# EXTRACT TO READ start

Output: Names of products that have not been ordered.

#64. Find the department with the highest average salary.
A: Use a subquery to find the max average salary, then join or filter.

SELECT d.dept_name
FROM departments d
JOIN (
    SELECT department_id, AVG(salary) AS avg_salary
    FROM employees
    GROUP BY department_id
    ORDER BY avg_salary DESC
    LIMIT 1
) AS top_dept ON d.department_id = top_dept.department_id;

Output: The name of the department with the highest average salary.

#65. What is a CTE (Common Table Expression)? Why use it?
A: A CTE is a temporary, named result set that you can reference within a SELECT, INSERT, UPDATE, or DELETE statement.
Why use it:
• Readability: Breaks down complex queries into logical, readable steps.
• Reusability: A CTE can be referenced multiple times within the same query.
• Recursion: CTEs can be self-referencing (recursive CTEs).
• Avoids subquery nesting: Can make queries less deeply nested than complex subqueries.

#66. Rewrite the query to find the department with the highest average salary using a CTE.
A: Define the average salaries in a CTE, then query it.

WITH DepartmentAvgSalary AS (
    SELECT department_id, AVG(salary) AS avg_salary
    FROM employees
    GROUP BY department_id
)
SELECT d.dept_name
FROM departments d
JOIN DepartmentAvgSalary das ON d.department_id = das.department_id
ORDER BY das.avg_salary DESC
LIMIT 1;

Output: The name of the department with the highest average salary.

#67. Find customer_names who placed more than 2 orders.
A: Use a subquery or CTE to count orders per customer, then join or filter.

SELECT c.customer_name
FROM customers c
WHERE c.customer_id IN (
    SELECT customer_id
    FROM orders
    GROUP BY customer_id
    HAVING COUNT(order_id) > 2
);

Output: Names of customers who have placed more than 2 orders.

#68. Select employees who report to 'John Doe' (assuming 'John Doe' is also an employee).
A: Use a subquery to find 'John Doe's employee_id.

SELECT name
FROM employees
WHERE manager_id = (SELECT employee_id FROM employees WHERE name = 'John Doe');

Output: Employees who directly report to 'John Doe'.

#69. Find the product_name of the product with the highest price.
A: Use a subquery to find the MAX(price).

SELECT product_name
FROM products
WHERE price = (SELECT MAX(price) FROM products);

Output: The name of the most expensive product.

#70. Retrieve all orders placed on the same order_date as order_id 101.
A: Use a subquery to find the order_date of order_id 101.

SELECT *
FROM orders
WHERE order_date = (SELECT order_date FROM orders WHERE order_id = 101);

Output: All orders placed on the same date as order ID 101.

---
#71. Find customer_names who have placed an order in the last 30 days.
A: Use a subquery to find customer_ids with recent orders.

SELECT customer_name
FROM customers
WHERE customer_id IN (
    SELECT customer_id
    FROM orders
    WHERE order_date >= CURRENT_DATE - INTERVAL '30 days' -- For PostgreSQL/MySQL
    -- WHERE order_date >= DATEADD(day, -30, GETDATE()) -- For SQL Server
);

Output: Names of customers who ordered recently.

# EXTRACT TO READ end

◆ **AIM 1**
How does the SQL practice set define a CTE?
◆ **AIM 2**
Write the next part of the SQL practice set, picking up after its final line.
The listing comes from a separate source.

# DATASET CONTENT start

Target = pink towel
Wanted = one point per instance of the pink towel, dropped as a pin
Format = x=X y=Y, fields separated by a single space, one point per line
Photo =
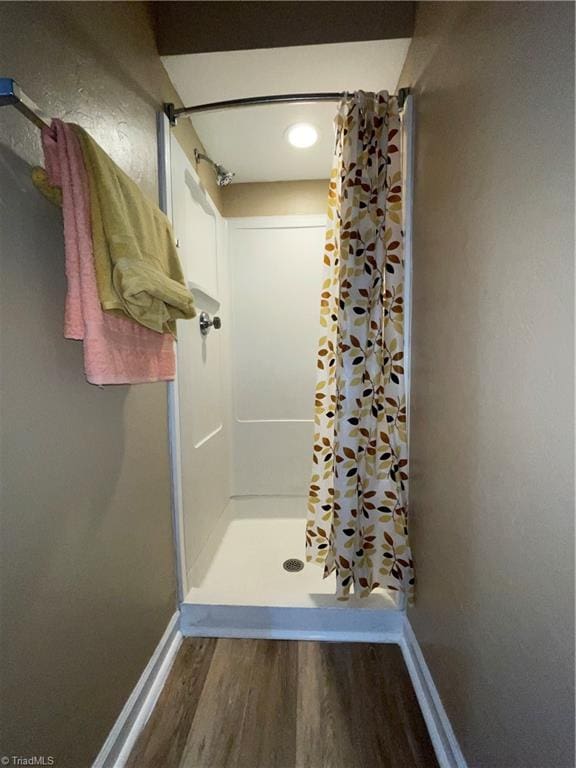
x=116 y=349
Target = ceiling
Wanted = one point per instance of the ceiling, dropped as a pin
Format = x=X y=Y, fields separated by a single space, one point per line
x=250 y=141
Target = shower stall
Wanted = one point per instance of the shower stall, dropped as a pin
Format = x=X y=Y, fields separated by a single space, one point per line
x=241 y=421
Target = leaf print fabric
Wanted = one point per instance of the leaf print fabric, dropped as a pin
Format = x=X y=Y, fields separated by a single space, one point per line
x=357 y=517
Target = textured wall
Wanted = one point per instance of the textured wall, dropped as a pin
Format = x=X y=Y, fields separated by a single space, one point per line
x=87 y=581
x=492 y=422
x=277 y=198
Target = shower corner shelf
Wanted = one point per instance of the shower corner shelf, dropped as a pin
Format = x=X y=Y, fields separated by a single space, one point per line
x=203 y=294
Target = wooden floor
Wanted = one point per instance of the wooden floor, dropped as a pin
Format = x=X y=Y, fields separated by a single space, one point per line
x=285 y=704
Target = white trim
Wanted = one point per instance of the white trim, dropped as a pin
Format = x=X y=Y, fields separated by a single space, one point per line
x=439 y=727
x=142 y=700
x=165 y=194
x=279 y=221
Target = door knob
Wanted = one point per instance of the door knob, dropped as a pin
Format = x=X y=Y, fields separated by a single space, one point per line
x=206 y=323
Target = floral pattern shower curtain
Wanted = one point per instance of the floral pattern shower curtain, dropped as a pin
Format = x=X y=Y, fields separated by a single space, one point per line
x=357 y=522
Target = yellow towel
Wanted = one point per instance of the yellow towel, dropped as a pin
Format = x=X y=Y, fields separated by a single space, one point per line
x=137 y=267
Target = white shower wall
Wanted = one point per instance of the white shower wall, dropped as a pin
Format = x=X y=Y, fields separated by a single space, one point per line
x=201 y=435
x=275 y=275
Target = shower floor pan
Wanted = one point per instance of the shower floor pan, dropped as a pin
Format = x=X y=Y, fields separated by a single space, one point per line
x=242 y=589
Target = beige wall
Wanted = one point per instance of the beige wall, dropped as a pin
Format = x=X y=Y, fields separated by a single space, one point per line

# DATASET CONTENT end

◆ **FINAL ANSWER 1**
A CTE is a temporary, named result set that you can reference within a SELECT, INSERT, UPDATE, or DELETE statement.

◆ **FINAL ANSWER 2**
#72. Using a CTE, list all employees and their department_name.
A: Join employees and departments within a CTE, then select from the CTE.

WITH EmployeeDepartments AS (
    SELECT
        e.name AS employee_name,
        d.dept_name AS department_name
    FROM employees e
    JOIN departments d ON e.department_id = d.department_id
)
SELECT employee_name, department_name
FROM EmployeeDepartments;

Output: Each employee matched with their department name.

#73. How would you find duplicate emails in the customers table using a CTE?
A: Use a CTE to count occurrences, then filter.

WITH EmailCounts AS (
    SELECT email, COUNT(customer_id) AS email_count
    FROM customers
    GROUP BY email
    HAVING COUNT(customer_id) > 1
)
SELECT c.customer_name, c.email
FROM customers c
JOIN EmailCounts ec ON c.email = ec.email;

Output: Customers and their emails if the email is duplicated.

#74. What is a correlated subquery? Give a simple example.
A: A correlated subquery is a subquery that depends on the outer query for its values. It executes once for each row of the outer query.
Example: Find employees who earn more than the average salary in their own department.

SELECT e.name, e.salary, e.department_id
FROM employees e
WHERE e.salary > (
    SELECT AVG(e2.salary)
    FROM employees e2
    WHERE e2.department_id = e.department_id -- Correlated part
);

Output: Employees earning above their departmental average.

#75. What is the EXISTS operator used for with subqueries?
A: The EXISTS operator tests for the existence of rows in a subquery. It returns TRUE if the subquery returns any rows, and FALSE otherwise. It's often more efficient than IN for subqueries that return large result sets.

-- Select departments that have at least one employee
SELECT d.dept_name
FROM departments d
WHERE EXISTS (SELECT 1 FROM employees e WHERE e.department_id = d.department_id);

Output: Names of departments with at least one employee.

#76. Select product_names for products that have been ordered in order_id 105.
A: Use a subquery with IN.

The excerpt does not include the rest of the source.